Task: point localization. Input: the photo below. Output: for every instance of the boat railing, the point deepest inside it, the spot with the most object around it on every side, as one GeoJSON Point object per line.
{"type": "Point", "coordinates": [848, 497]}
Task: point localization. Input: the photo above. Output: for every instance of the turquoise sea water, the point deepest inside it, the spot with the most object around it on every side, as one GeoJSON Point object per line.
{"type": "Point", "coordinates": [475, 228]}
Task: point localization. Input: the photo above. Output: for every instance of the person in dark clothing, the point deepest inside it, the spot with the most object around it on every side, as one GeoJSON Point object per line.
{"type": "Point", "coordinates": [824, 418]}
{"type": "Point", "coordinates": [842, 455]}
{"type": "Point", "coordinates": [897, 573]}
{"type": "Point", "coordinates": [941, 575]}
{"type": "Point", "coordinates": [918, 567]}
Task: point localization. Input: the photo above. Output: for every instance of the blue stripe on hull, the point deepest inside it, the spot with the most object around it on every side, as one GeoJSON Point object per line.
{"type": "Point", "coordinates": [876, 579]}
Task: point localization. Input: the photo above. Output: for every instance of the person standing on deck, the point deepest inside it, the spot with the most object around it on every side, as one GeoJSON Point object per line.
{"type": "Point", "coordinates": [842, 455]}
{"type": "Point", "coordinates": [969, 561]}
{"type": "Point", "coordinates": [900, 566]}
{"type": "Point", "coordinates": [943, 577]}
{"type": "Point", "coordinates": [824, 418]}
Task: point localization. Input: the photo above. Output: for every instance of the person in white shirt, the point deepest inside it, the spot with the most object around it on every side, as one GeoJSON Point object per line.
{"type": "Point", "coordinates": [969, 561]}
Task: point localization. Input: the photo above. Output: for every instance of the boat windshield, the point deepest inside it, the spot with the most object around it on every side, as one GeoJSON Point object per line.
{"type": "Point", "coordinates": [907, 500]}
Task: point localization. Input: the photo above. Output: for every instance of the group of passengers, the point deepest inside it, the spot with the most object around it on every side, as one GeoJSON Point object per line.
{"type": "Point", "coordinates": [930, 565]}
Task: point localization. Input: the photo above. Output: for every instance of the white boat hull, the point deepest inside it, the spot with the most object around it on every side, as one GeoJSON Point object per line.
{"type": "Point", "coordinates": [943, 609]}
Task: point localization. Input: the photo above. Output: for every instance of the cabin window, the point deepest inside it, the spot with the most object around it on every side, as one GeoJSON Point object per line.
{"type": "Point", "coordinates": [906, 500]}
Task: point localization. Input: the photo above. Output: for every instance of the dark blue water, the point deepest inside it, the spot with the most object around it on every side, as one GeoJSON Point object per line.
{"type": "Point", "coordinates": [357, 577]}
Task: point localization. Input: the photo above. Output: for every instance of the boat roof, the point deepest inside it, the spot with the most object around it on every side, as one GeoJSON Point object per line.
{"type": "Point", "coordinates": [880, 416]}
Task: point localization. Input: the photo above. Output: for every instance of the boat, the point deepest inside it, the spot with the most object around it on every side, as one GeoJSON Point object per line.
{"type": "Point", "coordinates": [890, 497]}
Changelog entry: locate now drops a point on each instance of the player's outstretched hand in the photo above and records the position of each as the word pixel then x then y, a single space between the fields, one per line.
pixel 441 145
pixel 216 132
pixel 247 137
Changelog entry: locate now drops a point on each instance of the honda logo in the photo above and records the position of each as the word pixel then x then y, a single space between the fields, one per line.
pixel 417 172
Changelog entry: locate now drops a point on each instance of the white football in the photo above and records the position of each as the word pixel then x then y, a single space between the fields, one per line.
_ _ _ _ _
# [Task brief]
Transcribe all of the data, keeping every line identical.

# [Exercise answer]
Task: point localization. Input: the photo below. Output: for every instance of the boat railing, the point deepest inside it, the spot with the most object around it on every side, as one GeoJSON Point object per line.
{"type": "Point", "coordinates": [848, 497]}
Task: point localization. Input: the photo above. Output: for every instance of the turquoise sea water, the point deepest inside it, the spot with the most object around it on every side, as one GeoJSON Point object per line.
{"type": "Point", "coordinates": [475, 228]}
Task: point localization. Input: the photo above. Output: for every instance of the person in dark clothing, the point deepest inside it, the spot with the most object around it on every side, as one GeoJSON Point object per line.
{"type": "Point", "coordinates": [824, 418]}
{"type": "Point", "coordinates": [842, 455]}
{"type": "Point", "coordinates": [897, 573]}
{"type": "Point", "coordinates": [941, 575]}
{"type": "Point", "coordinates": [918, 567]}
Task: point localization. Input: the photo above. Output: for every instance of the blue stripe on hull, the point deepest inside it, the spot with the most object around it on every side, as one GeoJSON Point object per line.
{"type": "Point", "coordinates": [876, 579]}
Task: point localization. Input: the photo above. Output: for every instance of the person standing on deck, the point deepest inside it, the spot with the most object around it on every side, as one GeoJSON Point object per line.
{"type": "Point", "coordinates": [842, 455]}
{"type": "Point", "coordinates": [969, 561]}
{"type": "Point", "coordinates": [900, 566]}
{"type": "Point", "coordinates": [943, 577]}
{"type": "Point", "coordinates": [824, 418]}
Task: point localization. Input: the photo above. Output: for every instance of the person in white shirt, the point deepest inside it, the spot with the most object around it on every side, as one GeoJSON Point object per line.
{"type": "Point", "coordinates": [969, 561]}
Task: point localization. Input: the photo above. Output: for every instance of the boat windshield, the point deepest inside it, the spot with the most object around it on every side, as one GeoJSON Point object per line.
{"type": "Point", "coordinates": [907, 500]}
Task: point localization. Input: the photo above. Output: for every instance of the group of passengers, the point deepest inside it, the spot with the most object around it on every side, as one GeoJSON Point object per line.
{"type": "Point", "coordinates": [930, 565]}
Task: point localization. Input: the photo above. Output: for every instance of the white boat hull, the point deepest inside it, the spot with the most object around it on every side, as one GeoJSON Point object per line.
{"type": "Point", "coordinates": [943, 609]}
Task: point localization. Input: the photo above. Output: for every instance of the cabin window, the point deepest inside it, the spot with the most object around it on every side, as one GeoJSON Point object per line.
{"type": "Point", "coordinates": [906, 500]}
Task: point localization. Input: the photo above. Output: for every instance of the dark blue water, the point deepest inside it, the spot with the most object around it on every side, as one GeoJSON Point object per line.
{"type": "Point", "coordinates": [357, 577]}
Task: point localization. Input: the photo above. Output: for every instance of the boat roof, the point deepest inside it, the spot with the most object around it on every side, as one GeoJSON Point object per line.
{"type": "Point", "coordinates": [880, 416]}
Task: point localization. Input: the photo above. Output: for every instance of the boat, the point deepest inside it, the spot with the most object around it on every side, as one GeoJSON Point object per line.
{"type": "Point", "coordinates": [890, 497]}
Changelog entry: locate now drops a point on each instance of the player's outstretched hand in the photo above and records the position of each as the word pixel then x then y, a single space between the fields, one per line.
pixel 441 145
pixel 216 132
pixel 247 137
Changelog entry: locate now drops a point on each instance of the honda logo in the photo above and records the position of each as the word pixel then x then y, a single space between the fields, one per line.
pixel 417 172
Changelog entry: locate now drops a point on each instance of the white football in the photo above and records the position of each as the word pixel then x then y, a single space between the fields, one per line.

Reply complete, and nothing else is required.